Give back all of the data exactly as it appears here.

Point localization data
==============================
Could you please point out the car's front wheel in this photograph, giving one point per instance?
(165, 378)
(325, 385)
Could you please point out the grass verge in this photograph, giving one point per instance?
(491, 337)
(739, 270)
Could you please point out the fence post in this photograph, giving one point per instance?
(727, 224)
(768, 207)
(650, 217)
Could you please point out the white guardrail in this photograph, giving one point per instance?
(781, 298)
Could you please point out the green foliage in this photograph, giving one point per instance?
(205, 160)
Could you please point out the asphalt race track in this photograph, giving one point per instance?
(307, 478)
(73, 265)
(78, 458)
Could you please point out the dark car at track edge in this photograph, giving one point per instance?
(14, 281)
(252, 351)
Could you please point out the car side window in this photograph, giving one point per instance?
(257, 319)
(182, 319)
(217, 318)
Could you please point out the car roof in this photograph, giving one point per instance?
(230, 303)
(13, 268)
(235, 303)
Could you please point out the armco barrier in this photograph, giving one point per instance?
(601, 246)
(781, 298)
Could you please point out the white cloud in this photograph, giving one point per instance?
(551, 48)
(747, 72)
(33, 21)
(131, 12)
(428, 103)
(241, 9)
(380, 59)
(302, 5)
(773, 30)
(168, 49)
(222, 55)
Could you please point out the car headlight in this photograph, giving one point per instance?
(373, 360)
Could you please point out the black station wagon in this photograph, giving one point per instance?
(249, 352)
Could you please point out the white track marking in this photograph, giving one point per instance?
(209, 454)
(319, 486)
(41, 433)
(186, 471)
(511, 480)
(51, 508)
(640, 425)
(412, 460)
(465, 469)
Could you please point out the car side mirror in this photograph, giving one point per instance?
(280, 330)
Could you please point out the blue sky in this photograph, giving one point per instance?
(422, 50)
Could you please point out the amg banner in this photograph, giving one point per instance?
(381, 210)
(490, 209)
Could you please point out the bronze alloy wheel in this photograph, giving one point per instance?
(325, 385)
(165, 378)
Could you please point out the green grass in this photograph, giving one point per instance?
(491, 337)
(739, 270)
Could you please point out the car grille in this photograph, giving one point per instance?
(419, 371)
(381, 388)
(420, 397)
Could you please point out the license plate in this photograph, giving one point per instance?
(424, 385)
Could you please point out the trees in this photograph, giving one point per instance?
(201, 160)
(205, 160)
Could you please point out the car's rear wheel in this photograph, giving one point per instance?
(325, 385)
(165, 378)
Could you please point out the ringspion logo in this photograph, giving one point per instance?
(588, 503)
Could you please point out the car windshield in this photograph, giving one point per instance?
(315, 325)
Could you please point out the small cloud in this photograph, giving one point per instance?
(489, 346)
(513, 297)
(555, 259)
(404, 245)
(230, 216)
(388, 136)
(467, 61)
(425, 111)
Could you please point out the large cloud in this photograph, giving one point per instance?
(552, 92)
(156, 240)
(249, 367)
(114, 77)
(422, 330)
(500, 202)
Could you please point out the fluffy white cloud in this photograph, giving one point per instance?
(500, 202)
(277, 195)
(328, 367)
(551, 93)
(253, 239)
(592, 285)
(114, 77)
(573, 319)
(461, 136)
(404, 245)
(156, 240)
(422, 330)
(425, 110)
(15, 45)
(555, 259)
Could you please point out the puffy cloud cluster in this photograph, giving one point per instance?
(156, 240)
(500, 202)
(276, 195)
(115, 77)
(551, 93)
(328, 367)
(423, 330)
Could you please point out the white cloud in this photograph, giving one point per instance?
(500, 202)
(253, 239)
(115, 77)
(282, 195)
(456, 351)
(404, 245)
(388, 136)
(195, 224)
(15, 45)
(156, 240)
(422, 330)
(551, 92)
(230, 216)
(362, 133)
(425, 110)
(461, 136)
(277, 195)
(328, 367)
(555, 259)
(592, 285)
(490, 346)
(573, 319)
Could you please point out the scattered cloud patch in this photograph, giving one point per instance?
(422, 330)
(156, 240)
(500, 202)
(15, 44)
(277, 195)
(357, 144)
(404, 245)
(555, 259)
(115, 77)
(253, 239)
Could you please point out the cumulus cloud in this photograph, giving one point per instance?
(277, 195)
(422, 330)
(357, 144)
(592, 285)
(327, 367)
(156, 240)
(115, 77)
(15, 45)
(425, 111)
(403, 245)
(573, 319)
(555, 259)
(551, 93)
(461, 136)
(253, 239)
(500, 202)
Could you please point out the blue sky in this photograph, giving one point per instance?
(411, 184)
==============================
• COMPLETED TASK:
Could you please point out the car's front wheel in this photograph, giving one point per instance?
(165, 378)
(325, 385)
Could you please point out the grass verge in this photograph, giving one point per instance?
(491, 337)
(739, 270)
Could you please point out the fence post in this photograph, giving one point per instance?
(727, 224)
(768, 207)
(650, 217)
Could you please point out the white guardrail in this photograph, giving one point per instance?
(781, 298)
Could you please point out the green foliage in this photograph, giving one point per instance?
(205, 160)
Could you please point out the asphalt race track in this photograph, giving one point per instance?
(307, 478)
(73, 265)
(78, 458)
Could you please point out the dark car at track edge in this photograph, giving one point per instance?
(14, 281)
(252, 351)
Could you please point out the car side window in this photograph, giving one point per instance?
(257, 319)
(182, 319)
(217, 318)
Could you please point out the car roof in this photograph, giving one point per instance?
(230, 303)
(13, 268)
(235, 303)
Could you please point out the armco barrier in this photograph, giving one point per instance?
(601, 246)
(781, 298)
Could you please point out the white cloud in this photograph, giving one point per instance?
(551, 48)
(747, 72)
(33, 21)
(131, 12)
(428, 103)
(241, 9)
(380, 59)
(302, 5)
(773, 30)
(168, 49)
(222, 55)
Could you please point out the car headlight in this photograph, giving one point per instance?
(373, 360)
Could you please point out the black station wagon in this photograph, giving one point per instance?
(249, 352)
Could you please point out the white track marking in this photograph, giving one point per instance?
(209, 454)
(319, 486)
(41, 433)
(186, 471)
(511, 480)
(51, 508)
(640, 425)
(412, 460)
(465, 469)
Could you please point out the car side mirror in this photograph, giving one point per instance?
(280, 330)
Could you please point out the blue sky in this photograph, giving one point per instance?
(422, 50)
Could you please point out the amg banner in this photograph, giving one point per instance?
(381, 210)
(490, 209)
Could you please point out the bronze alloy wheel in this photograph, giving one point per instance?
(325, 385)
(165, 378)
Could you please point out the green grass in this photograph, giving one point per instance?
(491, 337)
(739, 270)
Could you please point out the car grille in this photograph, giving one point per instance?
(419, 371)
(381, 388)
(420, 397)
Could you please point out the license plate in this photograph, giving one point per instance?
(424, 385)
Could you please point out the trees in this photograph, giving one point per instance?
(201, 160)
(205, 160)
Could you please point out the car's rear wheel in this photograph, giving one point per instance?
(325, 385)
(165, 378)
Could you please point out the ringspion logo in this photograph, giving one point per instance?
(588, 503)
Could you please point out the car windshield in this photograph, giving one point per instance?
(315, 325)
Could you please point out the small cloud in this photograph, giving one point per instance?
(489, 346)
(513, 297)
(555, 259)
(404, 245)
(230, 216)
(388, 136)
(467, 61)
(425, 111)
Could you please point out the large cloud in this photograph, giving one point per instance?
(552, 92)
(156, 240)
(249, 367)
(114, 77)
(422, 330)
(500, 202)
Could you please point out the fluffy white cloud in this photograph, giving one point per instance?
(500, 202)
(277, 195)
(328, 367)
(551, 93)
(253, 239)
(592, 285)
(114, 77)
(573, 319)
(461, 136)
(404, 245)
(156, 240)
(422, 330)
(425, 110)
(15, 45)
(555, 259)
Could you please point out the puffy cloud cluster in this photograph, giving one point per instance?
(156, 240)
(500, 202)
(276, 195)
(115, 77)
(551, 93)
(328, 367)
(423, 330)
Could you please point out the white cloud in this photograph, giving one point per instance?
(500, 202)
(253, 239)
(115, 77)
(282, 195)
(456, 351)
(404, 245)
(388, 136)
(195, 224)
(15, 45)
(156, 240)
(422, 330)
(551, 92)
(230, 216)
(362, 133)
(425, 110)
(461, 136)
(277, 195)
(328, 367)
(555, 259)
(592, 285)
(490, 346)
(573, 319)
Could you please point out the scattered cloud patch in this photograph, giving one point per instance?
(422, 330)
(156, 240)
(500, 202)
(15, 44)
(277, 195)
(357, 144)
(404, 245)
(555, 259)
(115, 77)
(253, 239)
Could you please point out the cumulus cloud in this photograph, giving one point per instance?
(277, 195)
(422, 330)
(357, 144)
(592, 285)
(327, 367)
(156, 240)
(115, 77)
(15, 45)
(425, 111)
(403, 245)
(573, 319)
(555, 259)
(551, 93)
(461, 136)
(253, 239)
(500, 202)
Could you please point out the blue sky in this photograph, giving one point per instance?
(411, 184)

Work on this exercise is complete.